■ **EXERCISE REQUIREMENTS**: Pick out every line in the records below that contains the word "eyeglasses", and copy each one.

■ **DATA EXTRACT**:

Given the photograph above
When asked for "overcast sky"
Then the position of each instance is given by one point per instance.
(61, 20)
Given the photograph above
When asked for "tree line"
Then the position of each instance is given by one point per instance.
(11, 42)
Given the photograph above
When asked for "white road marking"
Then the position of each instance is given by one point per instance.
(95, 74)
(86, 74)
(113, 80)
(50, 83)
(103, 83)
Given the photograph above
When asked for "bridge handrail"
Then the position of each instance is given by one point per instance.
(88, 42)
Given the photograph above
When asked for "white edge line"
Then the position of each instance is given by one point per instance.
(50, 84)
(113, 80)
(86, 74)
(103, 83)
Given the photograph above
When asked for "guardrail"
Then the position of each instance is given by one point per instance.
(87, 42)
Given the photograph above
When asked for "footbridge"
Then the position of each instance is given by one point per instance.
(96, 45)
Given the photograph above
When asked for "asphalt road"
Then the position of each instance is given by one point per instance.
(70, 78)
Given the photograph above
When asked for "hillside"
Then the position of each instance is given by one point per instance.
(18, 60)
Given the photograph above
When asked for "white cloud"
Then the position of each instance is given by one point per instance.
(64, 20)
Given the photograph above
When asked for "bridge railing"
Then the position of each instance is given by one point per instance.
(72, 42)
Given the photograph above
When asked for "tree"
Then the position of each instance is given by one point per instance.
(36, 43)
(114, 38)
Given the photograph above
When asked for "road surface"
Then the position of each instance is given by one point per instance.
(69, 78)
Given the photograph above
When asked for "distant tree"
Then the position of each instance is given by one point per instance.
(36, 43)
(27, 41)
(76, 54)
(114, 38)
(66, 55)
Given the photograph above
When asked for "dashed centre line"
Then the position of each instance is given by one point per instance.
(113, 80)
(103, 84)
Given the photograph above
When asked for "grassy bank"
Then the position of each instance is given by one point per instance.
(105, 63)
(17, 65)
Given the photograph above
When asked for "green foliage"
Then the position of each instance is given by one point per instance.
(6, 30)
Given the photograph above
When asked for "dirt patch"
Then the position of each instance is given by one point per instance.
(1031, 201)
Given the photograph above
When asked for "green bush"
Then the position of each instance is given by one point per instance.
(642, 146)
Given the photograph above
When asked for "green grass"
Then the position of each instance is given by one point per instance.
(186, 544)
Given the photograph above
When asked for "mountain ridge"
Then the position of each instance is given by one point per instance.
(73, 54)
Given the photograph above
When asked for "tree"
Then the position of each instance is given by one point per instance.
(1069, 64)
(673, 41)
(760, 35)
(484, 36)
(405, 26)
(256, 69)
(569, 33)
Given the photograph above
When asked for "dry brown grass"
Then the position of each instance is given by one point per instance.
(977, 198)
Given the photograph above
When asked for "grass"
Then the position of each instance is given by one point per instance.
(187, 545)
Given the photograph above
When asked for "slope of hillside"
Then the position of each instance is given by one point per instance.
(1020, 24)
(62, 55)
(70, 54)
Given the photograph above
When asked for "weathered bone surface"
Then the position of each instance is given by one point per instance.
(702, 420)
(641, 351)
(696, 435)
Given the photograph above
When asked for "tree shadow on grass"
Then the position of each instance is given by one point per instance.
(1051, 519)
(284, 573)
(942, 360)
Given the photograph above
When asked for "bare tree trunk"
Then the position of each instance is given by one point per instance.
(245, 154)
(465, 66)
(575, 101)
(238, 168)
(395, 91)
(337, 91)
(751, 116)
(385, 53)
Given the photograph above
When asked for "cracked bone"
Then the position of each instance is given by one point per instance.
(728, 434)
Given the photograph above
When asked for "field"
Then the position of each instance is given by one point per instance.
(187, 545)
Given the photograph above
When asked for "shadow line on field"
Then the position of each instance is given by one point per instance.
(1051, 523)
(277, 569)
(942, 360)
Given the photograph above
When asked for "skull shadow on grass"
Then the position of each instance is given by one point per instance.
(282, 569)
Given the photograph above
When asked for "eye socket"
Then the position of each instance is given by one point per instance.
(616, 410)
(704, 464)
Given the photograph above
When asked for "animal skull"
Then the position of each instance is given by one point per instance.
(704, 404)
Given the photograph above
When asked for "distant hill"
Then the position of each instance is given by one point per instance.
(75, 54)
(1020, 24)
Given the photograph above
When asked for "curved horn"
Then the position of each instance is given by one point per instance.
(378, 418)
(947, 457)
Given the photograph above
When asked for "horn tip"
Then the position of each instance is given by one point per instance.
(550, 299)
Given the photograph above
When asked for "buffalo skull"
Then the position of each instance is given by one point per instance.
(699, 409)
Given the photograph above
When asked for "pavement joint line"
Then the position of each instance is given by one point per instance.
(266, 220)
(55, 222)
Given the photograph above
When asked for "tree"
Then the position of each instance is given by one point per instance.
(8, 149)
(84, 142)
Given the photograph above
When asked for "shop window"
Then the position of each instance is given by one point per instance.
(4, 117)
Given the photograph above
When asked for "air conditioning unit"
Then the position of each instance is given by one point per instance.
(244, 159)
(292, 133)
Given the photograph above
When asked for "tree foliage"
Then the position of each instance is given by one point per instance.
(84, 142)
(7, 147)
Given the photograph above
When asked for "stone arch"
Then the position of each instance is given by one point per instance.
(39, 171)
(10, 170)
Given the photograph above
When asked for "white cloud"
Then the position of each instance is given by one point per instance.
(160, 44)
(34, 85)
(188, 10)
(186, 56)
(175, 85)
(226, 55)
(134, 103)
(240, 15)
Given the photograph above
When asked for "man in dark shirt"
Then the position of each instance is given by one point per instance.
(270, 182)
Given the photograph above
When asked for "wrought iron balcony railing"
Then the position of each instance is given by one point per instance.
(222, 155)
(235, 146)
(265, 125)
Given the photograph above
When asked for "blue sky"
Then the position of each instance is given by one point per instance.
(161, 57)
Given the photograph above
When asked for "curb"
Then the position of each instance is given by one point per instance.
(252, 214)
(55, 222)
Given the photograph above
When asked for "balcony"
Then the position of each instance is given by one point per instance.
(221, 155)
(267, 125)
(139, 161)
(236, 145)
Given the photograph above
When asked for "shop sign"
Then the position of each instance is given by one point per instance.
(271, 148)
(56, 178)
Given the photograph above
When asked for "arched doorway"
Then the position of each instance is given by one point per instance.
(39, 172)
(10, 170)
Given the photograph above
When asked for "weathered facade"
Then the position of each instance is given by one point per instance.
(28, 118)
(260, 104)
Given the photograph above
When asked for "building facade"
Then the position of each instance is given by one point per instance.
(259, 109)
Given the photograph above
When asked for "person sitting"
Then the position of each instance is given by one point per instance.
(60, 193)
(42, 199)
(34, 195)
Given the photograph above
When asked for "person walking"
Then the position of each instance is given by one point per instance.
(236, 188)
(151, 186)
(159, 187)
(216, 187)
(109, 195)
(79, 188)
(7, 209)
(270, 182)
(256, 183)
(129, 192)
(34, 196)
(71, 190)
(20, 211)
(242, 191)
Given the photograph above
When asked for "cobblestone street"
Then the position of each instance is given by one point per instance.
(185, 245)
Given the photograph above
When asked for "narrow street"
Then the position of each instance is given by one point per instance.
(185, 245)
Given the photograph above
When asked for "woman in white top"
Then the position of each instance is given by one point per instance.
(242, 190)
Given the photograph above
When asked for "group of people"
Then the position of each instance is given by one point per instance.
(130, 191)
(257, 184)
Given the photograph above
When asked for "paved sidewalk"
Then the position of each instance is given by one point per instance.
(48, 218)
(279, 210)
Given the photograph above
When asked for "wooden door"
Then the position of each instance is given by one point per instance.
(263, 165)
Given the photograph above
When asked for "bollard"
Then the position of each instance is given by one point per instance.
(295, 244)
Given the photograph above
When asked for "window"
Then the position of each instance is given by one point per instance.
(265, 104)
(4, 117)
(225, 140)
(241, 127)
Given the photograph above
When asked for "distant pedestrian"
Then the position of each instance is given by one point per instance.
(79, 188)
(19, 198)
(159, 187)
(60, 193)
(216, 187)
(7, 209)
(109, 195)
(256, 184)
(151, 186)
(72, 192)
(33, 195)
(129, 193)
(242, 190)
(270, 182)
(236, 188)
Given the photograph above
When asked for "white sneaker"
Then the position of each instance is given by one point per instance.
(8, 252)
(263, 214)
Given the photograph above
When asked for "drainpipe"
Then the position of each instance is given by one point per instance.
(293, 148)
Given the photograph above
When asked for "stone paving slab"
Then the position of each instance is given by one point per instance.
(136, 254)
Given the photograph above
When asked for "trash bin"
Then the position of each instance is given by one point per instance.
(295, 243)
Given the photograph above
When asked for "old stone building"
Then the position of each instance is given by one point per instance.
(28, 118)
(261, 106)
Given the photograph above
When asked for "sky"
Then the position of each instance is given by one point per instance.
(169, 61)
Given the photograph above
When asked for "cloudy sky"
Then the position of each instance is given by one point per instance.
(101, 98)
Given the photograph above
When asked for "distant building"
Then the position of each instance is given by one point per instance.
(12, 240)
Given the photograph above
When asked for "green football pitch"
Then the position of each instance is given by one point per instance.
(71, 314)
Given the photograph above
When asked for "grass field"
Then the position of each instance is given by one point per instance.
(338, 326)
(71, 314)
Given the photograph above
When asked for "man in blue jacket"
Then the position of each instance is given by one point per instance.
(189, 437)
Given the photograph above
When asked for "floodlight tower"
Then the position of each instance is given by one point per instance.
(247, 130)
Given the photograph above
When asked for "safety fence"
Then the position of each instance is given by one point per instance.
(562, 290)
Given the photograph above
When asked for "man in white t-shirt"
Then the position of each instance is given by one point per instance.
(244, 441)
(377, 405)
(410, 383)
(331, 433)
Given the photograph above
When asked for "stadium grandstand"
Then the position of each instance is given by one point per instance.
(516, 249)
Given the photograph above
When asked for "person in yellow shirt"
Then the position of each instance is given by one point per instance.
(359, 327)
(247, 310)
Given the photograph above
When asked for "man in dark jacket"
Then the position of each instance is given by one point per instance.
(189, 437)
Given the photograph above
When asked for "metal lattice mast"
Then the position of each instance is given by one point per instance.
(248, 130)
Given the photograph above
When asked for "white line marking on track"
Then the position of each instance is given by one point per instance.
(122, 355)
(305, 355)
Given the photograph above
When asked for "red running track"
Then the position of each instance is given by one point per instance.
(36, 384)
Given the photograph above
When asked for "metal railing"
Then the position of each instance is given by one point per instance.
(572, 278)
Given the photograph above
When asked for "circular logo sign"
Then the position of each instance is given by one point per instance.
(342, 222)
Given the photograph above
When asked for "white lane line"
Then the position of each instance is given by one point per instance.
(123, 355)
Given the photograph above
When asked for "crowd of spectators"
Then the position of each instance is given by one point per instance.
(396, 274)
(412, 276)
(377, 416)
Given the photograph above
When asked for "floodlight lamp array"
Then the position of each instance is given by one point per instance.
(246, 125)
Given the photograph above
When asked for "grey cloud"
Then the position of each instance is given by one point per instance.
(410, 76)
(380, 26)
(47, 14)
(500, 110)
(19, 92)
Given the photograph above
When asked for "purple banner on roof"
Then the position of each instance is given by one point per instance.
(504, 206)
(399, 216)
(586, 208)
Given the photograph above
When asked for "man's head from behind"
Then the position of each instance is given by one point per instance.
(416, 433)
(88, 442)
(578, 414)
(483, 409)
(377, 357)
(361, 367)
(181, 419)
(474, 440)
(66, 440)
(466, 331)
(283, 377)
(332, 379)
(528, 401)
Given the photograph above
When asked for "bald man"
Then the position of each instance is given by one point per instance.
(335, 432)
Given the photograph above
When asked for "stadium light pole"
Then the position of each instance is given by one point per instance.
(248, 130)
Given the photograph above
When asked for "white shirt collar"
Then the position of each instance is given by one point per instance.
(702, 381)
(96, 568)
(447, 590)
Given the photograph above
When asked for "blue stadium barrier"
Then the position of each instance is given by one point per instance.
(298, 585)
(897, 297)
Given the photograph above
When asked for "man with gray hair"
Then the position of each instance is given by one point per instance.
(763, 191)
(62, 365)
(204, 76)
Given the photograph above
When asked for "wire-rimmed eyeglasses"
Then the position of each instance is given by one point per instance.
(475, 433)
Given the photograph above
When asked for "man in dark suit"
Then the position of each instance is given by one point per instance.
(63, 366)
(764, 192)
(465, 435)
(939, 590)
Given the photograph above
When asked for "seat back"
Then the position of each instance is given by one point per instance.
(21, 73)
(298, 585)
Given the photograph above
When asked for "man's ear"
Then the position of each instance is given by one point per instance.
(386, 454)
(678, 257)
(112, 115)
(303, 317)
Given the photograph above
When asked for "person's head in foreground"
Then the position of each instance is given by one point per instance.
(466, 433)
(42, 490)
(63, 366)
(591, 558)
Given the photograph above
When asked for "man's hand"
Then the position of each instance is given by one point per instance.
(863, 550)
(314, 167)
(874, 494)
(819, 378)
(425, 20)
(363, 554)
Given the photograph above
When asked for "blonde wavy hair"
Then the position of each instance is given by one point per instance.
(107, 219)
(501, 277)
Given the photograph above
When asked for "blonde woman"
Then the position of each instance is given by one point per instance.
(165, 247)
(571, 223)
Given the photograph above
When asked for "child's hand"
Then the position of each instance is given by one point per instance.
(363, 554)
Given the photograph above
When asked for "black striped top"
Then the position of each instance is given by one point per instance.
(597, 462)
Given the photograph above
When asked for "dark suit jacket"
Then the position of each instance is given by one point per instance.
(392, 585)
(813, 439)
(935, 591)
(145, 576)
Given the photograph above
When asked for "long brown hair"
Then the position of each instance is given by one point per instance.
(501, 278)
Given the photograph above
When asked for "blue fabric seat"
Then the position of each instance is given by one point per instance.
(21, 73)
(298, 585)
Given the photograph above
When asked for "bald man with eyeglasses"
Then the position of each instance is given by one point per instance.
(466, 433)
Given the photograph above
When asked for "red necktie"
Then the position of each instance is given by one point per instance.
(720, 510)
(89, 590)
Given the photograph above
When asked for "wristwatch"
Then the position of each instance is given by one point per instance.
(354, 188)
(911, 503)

■ **ANSWER BELOW**:
When asked for "wire-rimmed eyeglasses"
When asked for "bald man with eyeglasses"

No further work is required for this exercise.